§ **Instructions to follow**
Convert every line of the entries below into a Markdown table with the columns Row and Line. Skip blank lines and leave the pictures out of the table.
Start of Records provided
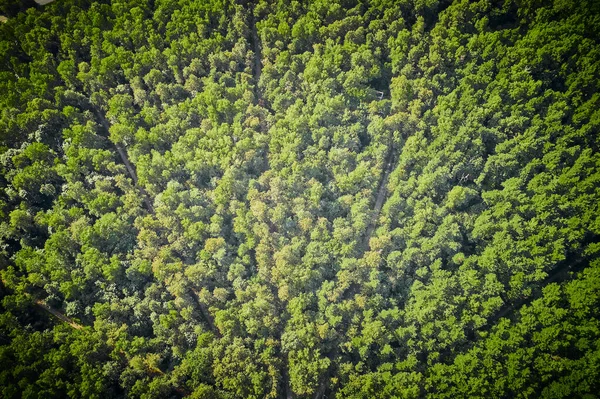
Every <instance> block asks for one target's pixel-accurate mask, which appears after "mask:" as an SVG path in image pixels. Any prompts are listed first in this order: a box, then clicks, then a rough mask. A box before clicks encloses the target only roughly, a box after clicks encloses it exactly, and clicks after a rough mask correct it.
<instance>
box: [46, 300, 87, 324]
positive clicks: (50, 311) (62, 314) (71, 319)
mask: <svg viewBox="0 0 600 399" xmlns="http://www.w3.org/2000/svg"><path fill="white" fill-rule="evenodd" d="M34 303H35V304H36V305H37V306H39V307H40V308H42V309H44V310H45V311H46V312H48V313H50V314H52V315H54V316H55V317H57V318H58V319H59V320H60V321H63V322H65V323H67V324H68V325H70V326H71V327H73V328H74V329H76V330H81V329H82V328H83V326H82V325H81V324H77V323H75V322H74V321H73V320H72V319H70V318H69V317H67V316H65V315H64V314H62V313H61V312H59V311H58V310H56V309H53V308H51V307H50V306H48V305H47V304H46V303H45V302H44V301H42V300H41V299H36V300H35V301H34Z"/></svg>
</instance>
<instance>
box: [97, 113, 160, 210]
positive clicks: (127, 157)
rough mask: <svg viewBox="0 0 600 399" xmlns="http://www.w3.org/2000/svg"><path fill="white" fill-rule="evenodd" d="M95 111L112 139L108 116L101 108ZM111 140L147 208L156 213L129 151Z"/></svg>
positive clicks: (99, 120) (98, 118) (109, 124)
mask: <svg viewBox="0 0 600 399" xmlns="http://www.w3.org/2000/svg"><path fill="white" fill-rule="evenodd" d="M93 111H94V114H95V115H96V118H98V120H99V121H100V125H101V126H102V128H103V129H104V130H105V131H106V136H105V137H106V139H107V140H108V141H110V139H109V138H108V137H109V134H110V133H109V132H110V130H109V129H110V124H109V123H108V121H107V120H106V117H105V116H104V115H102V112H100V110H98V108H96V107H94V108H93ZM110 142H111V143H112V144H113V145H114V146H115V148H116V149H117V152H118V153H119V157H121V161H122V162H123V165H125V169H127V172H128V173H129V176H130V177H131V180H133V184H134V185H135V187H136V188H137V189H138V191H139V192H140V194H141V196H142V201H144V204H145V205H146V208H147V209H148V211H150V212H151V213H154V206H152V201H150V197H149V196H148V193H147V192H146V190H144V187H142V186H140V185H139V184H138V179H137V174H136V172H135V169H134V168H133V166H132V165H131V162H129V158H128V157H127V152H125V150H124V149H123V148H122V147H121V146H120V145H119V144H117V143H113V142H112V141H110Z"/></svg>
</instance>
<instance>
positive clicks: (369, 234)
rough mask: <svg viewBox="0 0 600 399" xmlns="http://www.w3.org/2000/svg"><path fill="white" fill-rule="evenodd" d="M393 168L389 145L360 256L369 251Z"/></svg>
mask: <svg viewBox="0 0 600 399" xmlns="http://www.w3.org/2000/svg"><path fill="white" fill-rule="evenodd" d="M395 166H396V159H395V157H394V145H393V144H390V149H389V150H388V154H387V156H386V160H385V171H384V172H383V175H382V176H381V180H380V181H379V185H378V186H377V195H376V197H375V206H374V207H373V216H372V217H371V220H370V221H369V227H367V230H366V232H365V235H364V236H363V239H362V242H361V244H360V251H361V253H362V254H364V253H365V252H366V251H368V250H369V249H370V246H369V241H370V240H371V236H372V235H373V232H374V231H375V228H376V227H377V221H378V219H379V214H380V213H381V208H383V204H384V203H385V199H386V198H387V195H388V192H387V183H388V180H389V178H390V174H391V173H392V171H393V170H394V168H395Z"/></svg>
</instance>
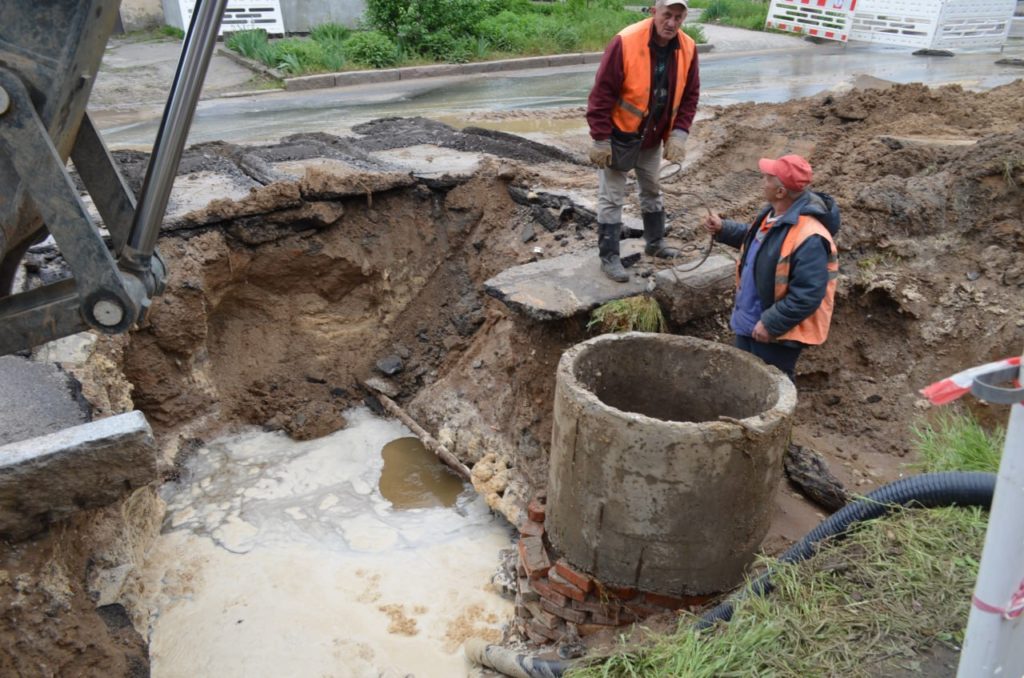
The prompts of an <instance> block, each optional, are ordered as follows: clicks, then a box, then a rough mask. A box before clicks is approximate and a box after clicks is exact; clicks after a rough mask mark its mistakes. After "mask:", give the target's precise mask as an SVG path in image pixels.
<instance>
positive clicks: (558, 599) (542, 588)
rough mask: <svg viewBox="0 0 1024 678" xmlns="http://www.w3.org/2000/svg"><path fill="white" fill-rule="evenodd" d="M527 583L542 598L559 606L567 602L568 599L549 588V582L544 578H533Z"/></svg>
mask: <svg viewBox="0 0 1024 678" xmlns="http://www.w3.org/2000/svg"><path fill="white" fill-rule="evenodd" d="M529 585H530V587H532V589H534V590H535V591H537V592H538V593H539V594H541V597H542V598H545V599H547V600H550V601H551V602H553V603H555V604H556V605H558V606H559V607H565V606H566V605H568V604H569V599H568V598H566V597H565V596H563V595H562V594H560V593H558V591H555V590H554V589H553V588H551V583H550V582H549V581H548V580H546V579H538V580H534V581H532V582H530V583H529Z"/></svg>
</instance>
End of Records provided
§ **Answer to the problem**
| Row | Line |
|---|---|
| 1 | Every <instance> block asks for one target's pixel-accurate mask, which appears after "mask:" as an SVG path in image pixels. Any prompts are listed first in this order: a box, then clicks, then a rough mask. A box before clicks encloses the target only roughly, a box after clicks encloses it exactly, and clicks after a rough mask correct it. |
| 2 | <instance> |
| 3 | box: [46, 300, 87, 324] |
| 4 | positive clicks: (50, 311) (62, 314) (71, 319) |
| 5 | mask: <svg viewBox="0 0 600 399" xmlns="http://www.w3.org/2000/svg"><path fill="white" fill-rule="evenodd" d="M34 303H35V304H36V305H37V306H39V307H40V308H42V309H44V310H45V311H46V312H48V313H50V314H52V315H54V316H55V317H57V318H58V319H59V320H60V321H63V322H65V323H67V324H68V325H70V326H71V327H73V328H74V329H76V330H81V329H82V328H83V326H82V325H81V324H77V323H75V322H74V321H73V320H72V319H70V318H69V317H67V316H65V315H64V314H62V313H61V312H59V311H58V310H56V309H53V308H51V307H50V306H48V305H47V304H46V303H45V302H44V301H42V300H41V299H36V300H35V301H34Z"/></svg> |
| 6 | </instance> |
| 7 | <instance> |
| 8 | box: [97, 113, 160, 210] |
| 9 | positive clicks: (127, 157) |
| 10 | rough mask: <svg viewBox="0 0 600 399" xmlns="http://www.w3.org/2000/svg"><path fill="white" fill-rule="evenodd" d="M95 111L112 139L108 116L101 108ZM111 140L147 208L156 213L129 151Z"/></svg> |
| 11 | positive clicks: (99, 120) (98, 118) (109, 124) |
| 12 | mask: <svg viewBox="0 0 600 399" xmlns="http://www.w3.org/2000/svg"><path fill="white" fill-rule="evenodd" d="M93 111H94V114H95V115H96V118H98V120H99V121H100V125H101V126H102V128H103V129H104V130H105V131H106V136H105V137H106V139H107V140H108V141H110V139H109V138H108V137H109V134H110V133H109V132H110V130H109V129H110V124H109V123H108V121H107V120H106V117H105V116H104V115H102V112H100V110H98V108H96V107H94V108H93ZM110 142H111V143H112V144H113V145H114V146H115V148H116V149H117V152H118V153H119V157H121V161H122V162H123V165H125V169H127V172H128V173H129V176H130V177H131V180H133V184H134V185H135V187H136V188H137V189H138V191H139V192H140V194H141V196H142V201H144V204H145V205H146V208H147V209H148V211H150V212H151V213H154V206H152V201H150V197H149V196H148V193H147V192H146V190H144V187H142V186H140V185H139V184H138V179H137V174H136V172H135V169H134V168H133V166H132V165H131V162H129V158H128V157H127V152H125V150H124V149H123V148H122V147H121V146H120V145H119V144H117V143H113V142H112V141H110Z"/></svg> |
| 13 | </instance> |
| 14 | <instance> |
| 15 | positive clicks: (369, 234) |
| 16 | rough mask: <svg viewBox="0 0 600 399" xmlns="http://www.w3.org/2000/svg"><path fill="white" fill-rule="evenodd" d="M393 168L389 145L360 256L369 251Z"/></svg> |
| 17 | mask: <svg viewBox="0 0 600 399" xmlns="http://www.w3.org/2000/svg"><path fill="white" fill-rule="evenodd" d="M395 166H396V159H395V157H394V145H393V144H390V149H389V150H388V154H387V156H386V160H385V171H384V172H383V175H382V176H381V180H380V181H379V185H378V186H377V195H376V197H375V206H374V207H373V216H372V217H371V220H370V221H369V227H367V230H366V232H365V235H364V236H363V239H362V242H361V244H360V251H361V253H362V254H364V253H365V252H366V251H368V250H369V249H370V246H369V241H370V240H371V236H372V235H373V232H374V231H375V228H376V227H377V221H378V219H379V214H380V213H381V208H383V204H384V203H385V199H386V198H387V195H388V192H387V183H388V180H389V178H390V174H391V173H392V171H393V170H394V168H395Z"/></svg> |
| 18 | </instance> |
| 19 | The prompts of an <instance> block, each optional, are ordered as follows: clicks, then a box, then a rough mask. A box before clicks is approximate and a box after clicks is exact; clicks after a rough mask mark its mistakes. After "mask:", give the target's precise mask as an SVG path in image pixels. |
| 20 | <instance> |
| 21 | positive clicks: (558, 599) (542, 588) |
| 22 | rough mask: <svg viewBox="0 0 1024 678" xmlns="http://www.w3.org/2000/svg"><path fill="white" fill-rule="evenodd" d="M527 583L542 598L559 606L567 602L568 599L549 588V582L544 578H533Z"/></svg> |
| 23 | mask: <svg viewBox="0 0 1024 678" xmlns="http://www.w3.org/2000/svg"><path fill="white" fill-rule="evenodd" d="M529 585H530V587H532V589H534V590H535V591H537V592H538V593H539V594H541V597H542V598H545V599H547V600H550V601H551V602H553V603H555V604H556V605H558V606H559V607H565V606H566V605H568V604H569V599H568V598H566V597H565V596H563V595H562V594H560V593H558V591H555V590H554V589H553V588H551V583H550V582H549V581H548V580H546V579H538V580H534V581H532V582H530V583H529Z"/></svg> |
| 24 | </instance> |